**Provided entries:**
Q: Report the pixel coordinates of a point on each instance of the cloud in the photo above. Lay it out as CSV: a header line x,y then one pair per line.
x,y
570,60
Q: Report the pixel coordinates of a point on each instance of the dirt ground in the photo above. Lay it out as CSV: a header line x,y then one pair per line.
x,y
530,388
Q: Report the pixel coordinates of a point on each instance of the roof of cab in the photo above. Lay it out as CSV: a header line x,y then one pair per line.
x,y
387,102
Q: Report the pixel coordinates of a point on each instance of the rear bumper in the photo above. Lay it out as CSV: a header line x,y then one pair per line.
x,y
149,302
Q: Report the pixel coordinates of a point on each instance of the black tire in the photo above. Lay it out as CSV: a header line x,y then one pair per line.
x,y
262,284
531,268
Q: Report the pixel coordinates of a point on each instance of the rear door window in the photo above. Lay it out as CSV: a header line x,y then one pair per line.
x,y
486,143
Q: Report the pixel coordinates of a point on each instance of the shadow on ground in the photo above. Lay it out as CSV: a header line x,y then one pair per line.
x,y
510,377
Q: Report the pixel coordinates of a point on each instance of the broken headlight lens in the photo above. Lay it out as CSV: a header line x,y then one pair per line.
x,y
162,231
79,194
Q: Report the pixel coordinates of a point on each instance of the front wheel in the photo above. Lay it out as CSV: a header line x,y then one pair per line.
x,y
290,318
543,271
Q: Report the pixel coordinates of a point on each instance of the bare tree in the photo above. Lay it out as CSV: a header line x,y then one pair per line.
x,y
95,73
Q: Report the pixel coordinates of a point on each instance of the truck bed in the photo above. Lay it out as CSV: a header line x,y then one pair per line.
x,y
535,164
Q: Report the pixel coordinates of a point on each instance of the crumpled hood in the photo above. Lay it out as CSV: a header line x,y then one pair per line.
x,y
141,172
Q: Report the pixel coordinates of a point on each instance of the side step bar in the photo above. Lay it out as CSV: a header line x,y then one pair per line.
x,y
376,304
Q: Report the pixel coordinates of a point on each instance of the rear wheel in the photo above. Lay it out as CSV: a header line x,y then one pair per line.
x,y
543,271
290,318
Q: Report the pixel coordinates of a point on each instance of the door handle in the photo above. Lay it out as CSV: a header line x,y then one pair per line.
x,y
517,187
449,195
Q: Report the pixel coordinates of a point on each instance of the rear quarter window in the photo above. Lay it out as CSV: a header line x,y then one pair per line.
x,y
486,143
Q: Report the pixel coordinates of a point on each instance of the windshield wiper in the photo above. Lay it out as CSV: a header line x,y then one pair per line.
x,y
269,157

**The exercise:**
Rewrite all of the rows above, putting "comma-separated values" wherever "CSV" appears and leaving everything else unchanged.

**Full output:**
Q: Report the pixel coordinates of a point on each instance of the cloud in the photo above. Lay it out as comma-separated values: a header line x,y then one pair per line.
x,y
570,60
Q: Report the pixel coordinates of a point on each instance of the dirt ground in the photo above. Lay it out as comma-separated values: a header line x,y then one pair per line.
x,y
530,388
Q: Report the pixel coordinates of a point on each instance of the roof of cab in the photo above. Lay it out as comma-separated values: a header line x,y then one pair per line.
x,y
387,102
Q: Report the pixel coordinates of a point on each instance of the rear bumper in the photo above. Lay it out as comma-separated values: a header line x,y then one pair per line.
x,y
149,302
Q: Report the pixel coordinates of a point on each instance of the black tire in the photo above. Lay it out as comma-separated values: a header line x,y then one pair per line.
x,y
262,284
531,268
Q: Report the pixel coordinates of a point on each instance of the rear door window in the photo above. Lay it out as comma-separated values: a header line x,y then one pair per line.
x,y
486,143
Q: Report the pixel coordinates of a point on each instance of the shadow on ground in the photo above. Lay it out as comma-separated values: a header line x,y then one pair per line.
x,y
510,377
Q: Report the pixel coordinates of a point on each instance of the broken headlight lens in the photo above. Lay it out as comma-separated values: a header line x,y then one pair per line.
x,y
162,231
79,194
Q: Report the pixel coordinates of a point on each instance of the front wheel in the photo above. Lay it out as comma-separated values: a header line x,y then one pair per line.
x,y
290,318
543,271
Q: Report the pixel coordinates of a point on each instance of the bare tree in the photo above. Lay it out as comma-separated values: a header line x,y then one pair per line.
x,y
95,73
Q: Report the pixel coordinates of a point on each instance of the truck bed in the photo above. Lay it out as comma-separated values: a header line x,y then one pair per line.
x,y
535,164
Q: Report the pixel coordinates of a point on each instance of the crumpled hood in the photo above. Lay it out as comma-separated values: a header line x,y then one pair per line.
x,y
141,172
Q: Report the pixel coordinates of a point on each instance of the side step bar in the photo above. Lay it out as comma-separated values: a header line x,y then one pair per line.
x,y
376,304
Q: Report the pixel coordinates of a point on each instance of the rear wheel in the photo above. Lay it out as comma-separated values: a header line x,y then one pair per line.
x,y
543,271
290,318
Q: Report the pixel coordinates of a point on each instance of the door handle in the photo above. Lay it out as comma-separated values: a header line x,y then one pair per line.
x,y
517,187
449,195
Q: Report the pixel coordinates of a point on each instance of the rear quarter window in the photo above. Lay it out as comma-separated values: a header line x,y then one pair per line.
x,y
486,143
Q: Report the pixel coordinates of a point on each instance of the windshield wiper in the photo above. Lay it out as comma-separated values: a header line x,y then one pair per line.
x,y
269,157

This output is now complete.